═══ Input data

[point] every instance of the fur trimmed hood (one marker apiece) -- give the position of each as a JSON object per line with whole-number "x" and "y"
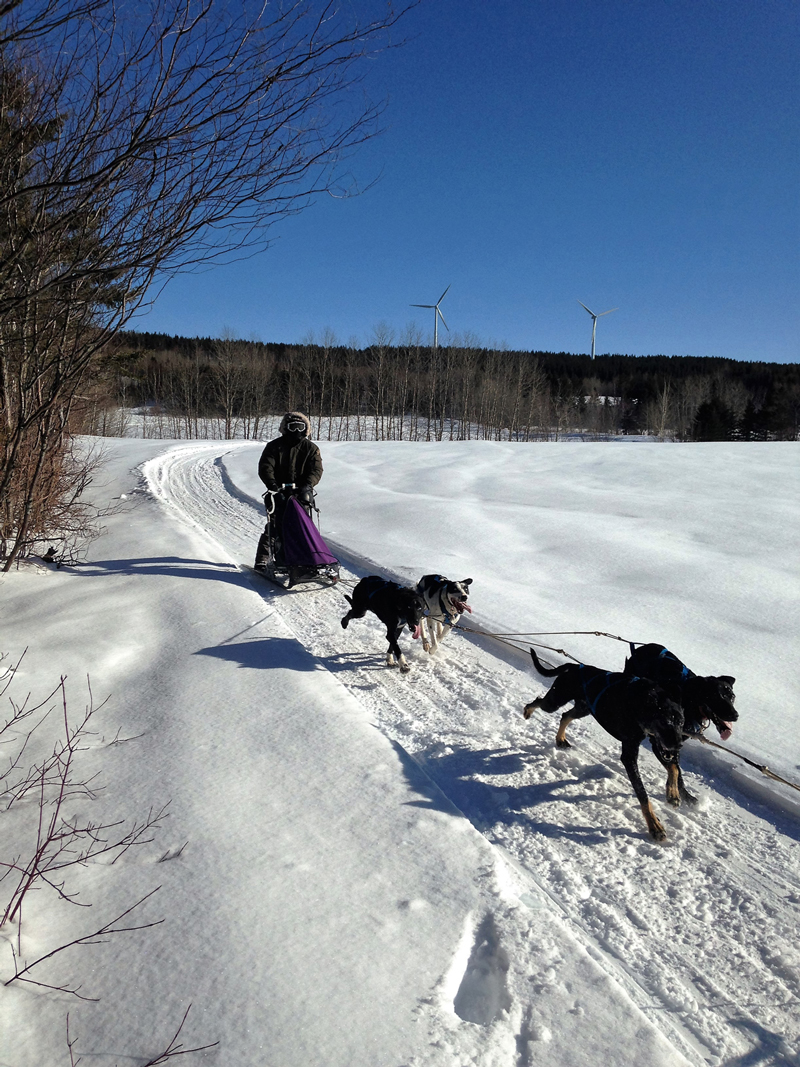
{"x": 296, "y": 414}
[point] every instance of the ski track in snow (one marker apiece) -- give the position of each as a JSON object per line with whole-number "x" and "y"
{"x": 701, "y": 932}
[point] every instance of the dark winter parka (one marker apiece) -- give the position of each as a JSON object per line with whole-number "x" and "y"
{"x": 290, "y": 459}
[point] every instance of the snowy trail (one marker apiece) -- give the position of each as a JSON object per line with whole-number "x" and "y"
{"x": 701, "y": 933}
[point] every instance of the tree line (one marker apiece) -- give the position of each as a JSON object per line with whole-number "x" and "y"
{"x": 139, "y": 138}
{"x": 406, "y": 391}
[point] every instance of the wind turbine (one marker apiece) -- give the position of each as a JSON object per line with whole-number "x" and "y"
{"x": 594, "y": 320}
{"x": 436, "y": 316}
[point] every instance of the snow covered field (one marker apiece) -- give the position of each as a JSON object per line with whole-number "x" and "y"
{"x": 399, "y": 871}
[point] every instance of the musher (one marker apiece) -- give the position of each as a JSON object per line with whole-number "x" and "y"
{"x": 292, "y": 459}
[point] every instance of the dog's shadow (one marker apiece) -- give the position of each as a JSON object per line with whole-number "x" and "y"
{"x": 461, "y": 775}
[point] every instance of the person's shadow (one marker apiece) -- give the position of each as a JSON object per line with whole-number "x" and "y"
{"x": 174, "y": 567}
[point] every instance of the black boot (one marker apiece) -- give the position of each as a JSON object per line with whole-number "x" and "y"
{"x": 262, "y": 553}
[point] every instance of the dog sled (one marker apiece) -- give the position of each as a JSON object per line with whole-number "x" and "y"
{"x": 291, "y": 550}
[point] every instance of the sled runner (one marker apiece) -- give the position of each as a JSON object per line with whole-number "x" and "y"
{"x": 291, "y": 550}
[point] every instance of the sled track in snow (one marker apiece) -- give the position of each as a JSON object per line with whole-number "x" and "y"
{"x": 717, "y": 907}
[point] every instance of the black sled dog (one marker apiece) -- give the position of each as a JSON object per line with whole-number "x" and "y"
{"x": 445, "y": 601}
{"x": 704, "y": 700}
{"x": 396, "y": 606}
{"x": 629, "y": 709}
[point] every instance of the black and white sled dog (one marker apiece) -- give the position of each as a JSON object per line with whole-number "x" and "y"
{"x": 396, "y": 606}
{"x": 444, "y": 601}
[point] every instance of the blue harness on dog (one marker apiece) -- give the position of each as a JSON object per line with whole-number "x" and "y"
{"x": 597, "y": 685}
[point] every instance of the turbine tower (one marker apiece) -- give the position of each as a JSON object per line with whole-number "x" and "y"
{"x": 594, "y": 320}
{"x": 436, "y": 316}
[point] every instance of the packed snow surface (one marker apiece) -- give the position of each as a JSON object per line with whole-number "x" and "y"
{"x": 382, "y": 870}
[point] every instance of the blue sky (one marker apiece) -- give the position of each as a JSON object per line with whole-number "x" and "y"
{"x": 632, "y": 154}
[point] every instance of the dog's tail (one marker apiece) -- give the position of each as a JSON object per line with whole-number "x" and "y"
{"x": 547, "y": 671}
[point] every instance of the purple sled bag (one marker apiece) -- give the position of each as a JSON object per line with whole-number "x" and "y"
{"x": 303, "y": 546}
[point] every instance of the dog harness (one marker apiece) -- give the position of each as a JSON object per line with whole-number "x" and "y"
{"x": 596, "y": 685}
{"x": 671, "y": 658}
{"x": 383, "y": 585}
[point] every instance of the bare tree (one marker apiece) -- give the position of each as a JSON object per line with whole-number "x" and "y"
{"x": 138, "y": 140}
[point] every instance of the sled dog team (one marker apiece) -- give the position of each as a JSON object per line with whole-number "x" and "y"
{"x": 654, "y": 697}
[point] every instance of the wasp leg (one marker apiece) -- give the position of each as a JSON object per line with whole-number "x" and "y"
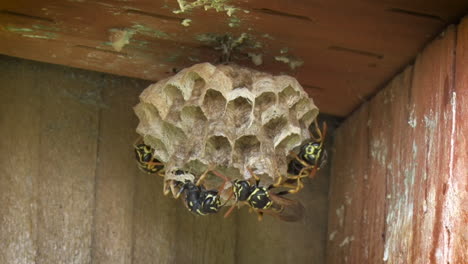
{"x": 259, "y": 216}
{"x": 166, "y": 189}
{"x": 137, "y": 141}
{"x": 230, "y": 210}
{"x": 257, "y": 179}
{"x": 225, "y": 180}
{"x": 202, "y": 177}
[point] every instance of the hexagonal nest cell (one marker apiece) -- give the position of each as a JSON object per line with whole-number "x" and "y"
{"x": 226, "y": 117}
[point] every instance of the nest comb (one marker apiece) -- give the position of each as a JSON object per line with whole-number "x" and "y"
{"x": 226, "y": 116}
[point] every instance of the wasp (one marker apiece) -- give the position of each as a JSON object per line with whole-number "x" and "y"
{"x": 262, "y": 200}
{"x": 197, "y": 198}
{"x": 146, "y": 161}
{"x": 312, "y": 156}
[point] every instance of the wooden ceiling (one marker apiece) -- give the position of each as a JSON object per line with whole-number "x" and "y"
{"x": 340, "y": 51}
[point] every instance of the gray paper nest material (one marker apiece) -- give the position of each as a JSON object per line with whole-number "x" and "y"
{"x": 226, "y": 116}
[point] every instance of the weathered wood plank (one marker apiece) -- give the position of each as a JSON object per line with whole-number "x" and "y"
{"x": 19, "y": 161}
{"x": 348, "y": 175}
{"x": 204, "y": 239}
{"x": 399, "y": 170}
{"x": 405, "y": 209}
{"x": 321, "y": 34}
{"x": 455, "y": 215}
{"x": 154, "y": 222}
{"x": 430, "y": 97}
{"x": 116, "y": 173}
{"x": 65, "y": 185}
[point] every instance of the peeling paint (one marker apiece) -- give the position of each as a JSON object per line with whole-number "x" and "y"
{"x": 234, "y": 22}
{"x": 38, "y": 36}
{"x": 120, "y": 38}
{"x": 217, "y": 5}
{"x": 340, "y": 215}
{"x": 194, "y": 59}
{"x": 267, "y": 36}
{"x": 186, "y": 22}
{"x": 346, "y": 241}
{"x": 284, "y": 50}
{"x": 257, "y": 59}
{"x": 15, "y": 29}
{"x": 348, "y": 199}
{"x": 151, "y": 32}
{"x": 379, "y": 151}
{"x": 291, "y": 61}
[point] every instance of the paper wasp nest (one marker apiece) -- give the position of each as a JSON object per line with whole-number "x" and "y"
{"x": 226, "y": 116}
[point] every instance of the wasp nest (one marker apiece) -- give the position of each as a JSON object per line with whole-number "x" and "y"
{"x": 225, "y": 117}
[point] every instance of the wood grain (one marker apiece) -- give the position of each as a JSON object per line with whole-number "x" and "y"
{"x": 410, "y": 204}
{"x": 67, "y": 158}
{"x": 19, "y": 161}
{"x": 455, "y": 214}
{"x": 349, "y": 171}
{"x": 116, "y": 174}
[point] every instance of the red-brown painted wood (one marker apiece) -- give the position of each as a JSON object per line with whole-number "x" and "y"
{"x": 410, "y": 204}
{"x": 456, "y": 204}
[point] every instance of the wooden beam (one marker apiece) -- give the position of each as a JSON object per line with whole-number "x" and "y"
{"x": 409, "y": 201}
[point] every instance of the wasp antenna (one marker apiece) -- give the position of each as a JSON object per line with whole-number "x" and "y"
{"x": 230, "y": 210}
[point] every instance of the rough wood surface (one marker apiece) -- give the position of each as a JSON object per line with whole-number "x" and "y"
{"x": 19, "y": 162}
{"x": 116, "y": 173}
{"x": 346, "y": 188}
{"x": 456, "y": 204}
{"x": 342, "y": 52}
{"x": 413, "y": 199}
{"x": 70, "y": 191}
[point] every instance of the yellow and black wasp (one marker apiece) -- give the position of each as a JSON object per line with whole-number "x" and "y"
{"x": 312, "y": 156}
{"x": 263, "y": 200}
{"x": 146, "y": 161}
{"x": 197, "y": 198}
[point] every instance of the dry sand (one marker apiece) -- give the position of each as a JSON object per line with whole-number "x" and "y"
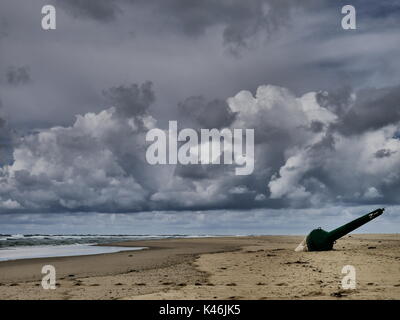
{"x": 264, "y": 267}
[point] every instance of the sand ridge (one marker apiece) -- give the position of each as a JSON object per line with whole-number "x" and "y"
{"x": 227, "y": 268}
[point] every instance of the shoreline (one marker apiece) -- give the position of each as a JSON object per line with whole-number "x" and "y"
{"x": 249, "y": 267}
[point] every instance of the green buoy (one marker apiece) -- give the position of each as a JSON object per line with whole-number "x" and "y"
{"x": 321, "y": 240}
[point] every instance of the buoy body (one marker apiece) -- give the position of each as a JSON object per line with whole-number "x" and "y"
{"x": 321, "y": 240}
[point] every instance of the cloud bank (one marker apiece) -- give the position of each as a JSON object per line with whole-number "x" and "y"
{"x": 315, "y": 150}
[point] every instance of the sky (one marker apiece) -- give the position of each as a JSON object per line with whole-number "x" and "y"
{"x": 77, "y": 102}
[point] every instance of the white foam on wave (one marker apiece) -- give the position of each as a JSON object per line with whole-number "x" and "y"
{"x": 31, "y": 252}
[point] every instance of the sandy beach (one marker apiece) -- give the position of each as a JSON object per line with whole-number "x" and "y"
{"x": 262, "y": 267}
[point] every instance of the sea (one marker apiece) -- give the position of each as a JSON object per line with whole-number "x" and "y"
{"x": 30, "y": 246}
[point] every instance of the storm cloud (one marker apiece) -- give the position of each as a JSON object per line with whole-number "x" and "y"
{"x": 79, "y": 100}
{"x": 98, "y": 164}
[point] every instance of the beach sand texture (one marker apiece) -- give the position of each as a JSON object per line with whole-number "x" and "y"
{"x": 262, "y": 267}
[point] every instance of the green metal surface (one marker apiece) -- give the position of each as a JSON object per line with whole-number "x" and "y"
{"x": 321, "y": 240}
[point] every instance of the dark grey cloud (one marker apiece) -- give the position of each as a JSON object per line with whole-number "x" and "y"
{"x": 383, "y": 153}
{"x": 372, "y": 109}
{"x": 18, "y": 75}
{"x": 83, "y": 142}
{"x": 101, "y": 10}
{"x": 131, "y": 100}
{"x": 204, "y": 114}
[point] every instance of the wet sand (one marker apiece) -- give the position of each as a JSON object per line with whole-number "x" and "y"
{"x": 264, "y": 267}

══════

> _Aim of the exercise_: Begin at the line containing "[point] every instance of the sea" and reproduce each line through the end of the records above.

> _Full answer_:
[point] every instance of the sea (one marker apiece) -- give the position of each as a JSON object per line with whole-number "x" and "y"
{"x": 30, "y": 246}
[point] every instance of the storm cloud (one marker apiece) -- give the position of each as a JSON object per line with whole-number "x" and "y"
{"x": 79, "y": 100}
{"x": 98, "y": 164}
[point] every instance of the beach sand texture (one marker apiece) -- give the position of each as a JSON object per line with whole-number "x" and "y"
{"x": 262, "y": 267}
[point] every instance of the green metal surface (one marker apiece) -- give the position of each as a JSON object per line with whole-number "x" and "y"
{"x": 321, "y": 240}
[point] every instance of the dark grey cloud (one marker apiece) -- give the position of each as a JSON object per line with whole-number "x" and "y"
{"x": 383, "y": 153}
{"x": 372, "y": 109}
{"x": 18, "y": 75}
{"x": 83, "y": 142}
{"x": 101, "y": 10}
{"x": 131, "y": 100}
{"x": 204, "y": 114}
[point] every instance of the wet sand (one marker apiece) -- give the position of each as a JSON object per line with whole-number "x" and "y"
{"x": 264, "y": 267}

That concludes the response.